TEKS BACAAN
:::

Mereka Penuhi Panggilan Kemanusiaan
Di sekitar kita, dokter dan perawat bertaruh nyawa memenuhi panggilan tugas di tengah pandemi Covid-19. Sebuah ironi ketika sebagian dari mereka malah menanggung perundungan.
Di sekitar kita, dokter dan perawat bertaruh nyawa memenuhi panggilan tugas di tengah pandemi Covid-19. Sebuah ironi ketika sebagian dari mereka malah menanggung perundungan. Meski begitu, para pahlawan ini tak menyerah untuk merawat sesama.
Hartati B Bangsa tidak kuasa menahan air mata saat mendapati pasiennya di Rumah Sakit Darurat Covid-19 Wisma Atlet Kemayoran, Jakarta, meninggal. ”Saya nangis sehari semalam. Itu pengalaman paling sedih selama di sini,” kata Koordinator Medical Support untuk Relawan Ikatan Dokter Indonesia itu, Rabu (22/4/2020), di Jakarta.
Sudah sebulan Wakil Ketua Perhimpunan Dokter Umum Indonesia itu bertugas di Rumah Sakit Darurat Covid-19 Wisma Atlet Kemayoran. Hartati, yang biasa dipanggil Tati, harus memendam kerinduan untuk pulang.
Ketika ada pasien meninggal, beberapa pasien lain panik luar biasa sehingga harus ditenangkan. Padahal, para dokter sebenarnya juga harus mengatasi kerisauan terinfeksi Covid-19. ”Kami beradu dengan maut. Kesehatan terus dipantau dan kondisi saya masih baik,” kata Tati.
Keresahan dan risiko penularan itu dihadapi semua tenaga medis saat ini. Bahkan, keresahan juga menghinggapi tenaga medis yang tidak khusus bertugas di RS rujukan untuk pasien Covid-19.
Alat pelindung diri (APD) langka. Setiap hari, tenaga medis, apalagi yang menangani pasien Covid-19, harus mengenakan APD hingga delapan jam untuk menghematnya. Buang air kecil atau besar harus ditahan kalau mereka tak mengenakan diaper. Tangan yang kerap dilumuri antiseptik pun teriritasi.

:::

CUPLIKAN DATA
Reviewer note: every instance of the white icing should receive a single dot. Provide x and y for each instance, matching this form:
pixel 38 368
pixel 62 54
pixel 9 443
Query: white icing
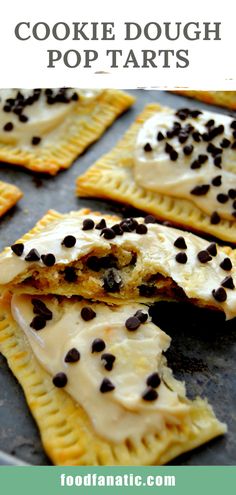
pixel 156 254
pixel 156 172
pixel 121 413
pixel 44 119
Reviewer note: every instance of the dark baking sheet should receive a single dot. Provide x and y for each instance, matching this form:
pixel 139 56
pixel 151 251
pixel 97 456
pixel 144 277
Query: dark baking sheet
pixel 203 350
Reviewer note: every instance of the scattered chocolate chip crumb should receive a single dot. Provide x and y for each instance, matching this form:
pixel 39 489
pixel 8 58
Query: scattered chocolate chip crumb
pixel 109 360
pixel 180 243
pixel 204 256
pixel 200 190
pixel 212 249
pixel 69 241
pixel 38 323
pixel 219 294
pixel 153 380
pixel 98 345
pixel 101 225
pixel 72 356
pixel 88 224
pixel 150 394
pixel 87 313
pixel 226 264
pixel 18 248
pixel 33 255
pixel 106 386
pixel 228 283
pixel 60 380
pixel 48 259
pixel 215 218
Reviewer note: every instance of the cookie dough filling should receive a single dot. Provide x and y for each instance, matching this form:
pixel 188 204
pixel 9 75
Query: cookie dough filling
pixel 115 372
pixel 111 260
pixel 190 154
pixel 27 117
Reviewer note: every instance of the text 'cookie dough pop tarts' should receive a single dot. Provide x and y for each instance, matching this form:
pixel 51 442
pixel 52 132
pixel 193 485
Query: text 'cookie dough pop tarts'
pixel 103 394
pixel 108 259
pixel 177 165
pixel 44 130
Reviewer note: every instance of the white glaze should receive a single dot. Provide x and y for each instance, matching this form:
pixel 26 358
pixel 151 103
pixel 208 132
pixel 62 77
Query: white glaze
pixel 121 413
pixel 156 172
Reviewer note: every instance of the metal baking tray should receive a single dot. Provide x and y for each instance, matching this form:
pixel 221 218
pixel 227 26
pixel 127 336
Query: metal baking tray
pixel 203 350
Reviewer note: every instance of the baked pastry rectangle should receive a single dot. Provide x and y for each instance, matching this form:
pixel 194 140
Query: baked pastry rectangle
pixel 165 166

:::

RINCIAN TUGAS
Silakan lanjutkan artikel tentang perjuangan tenaga medis di tengah pandemi Covid-19 mulai dari kalimat terakhirnya. Entri-entri di atas tidak diperlukan.

JAWABAN LATIHAN
Ellyda, perawat di RS swasta di Jakarta, sudah hampir dua bulan tak mengunjungi ayah, ibu, dan kakak perempuannya. Ia tak mau mereka tertular. Meski keluarganya juga tinggal di Jakarta, Ellyda tinggal di rumah kos tak jauh dari RS.
”Saya disuruh pulang karena itu RS non-rujukan dan tidak menangani korona (Covid-19). Akan tetapi, kita tak tahu juga apa yang dihadapi,” ungkap Ellyda yang bertekad menjaga diri dan keluarganya dengan tetap menjaga jarak.
Sementara Debryna Dewi Lumanauw memperpanjang tugasnya seusai menangani Covid-19 selama sebulan, Jumat (24/4). Dokter di Ambulans 118 dan Basarnas ini berniat melanjutkan masa baktinya hingga wabah usai.
”Jangan tanya kenapa lanjut karena gue juga enggak tahu,” kata Debryna ketika membagikan foto hari pertama ia kembali bertugas lewat Instagram-nya.
Debryna memakai masker N95 dan sarung tangan yang sama-sama dobel, topi bedah, kacamata pelindung, serta penutup tubuh keseluruhan tahan air. Alat itu pun dipenuhi selotip untuk menghindari lubang. Setelah bekerja, ia mandi dua kali di dalam mobil yang dilengkapi air dan area tukar APD.
Seorang dokter, Rusdi—bukan nama sebenarnya—yang bertugas di sebuah RS jauh dari Jakarta, juga memenuhi ”panggilan” seperti yang dilakukan Debryna.
”Sudah jalan-Nya aku ditempatkan di posisi ini,” kata dokter yang memilih untuk sementara tidak menemui istri dan anaknya ini.
Rusdi tak ingin identitas diri dan tempatnya bertugas disebutkan karena ia berada di lingkungan yang tak cukup kondusif mendukung dirinya.
Kenyataannya, di sejumlah kawasan di negeri ini, penanggulangan Covid-19 belum menjadi isu yang dengan kesadaran penuh ditangani bersama- sama oleh semua pihak, termasuk aparat pemerintah daerah dan masyarakat setempat.
Situasi seperti itu membuat Rusdi bukan satu-satunya dokter yang merasa tak aman. Bukan hanya tak aman dari risiko terinfeksi penyakit, melainkan juga dari potensi perundungan.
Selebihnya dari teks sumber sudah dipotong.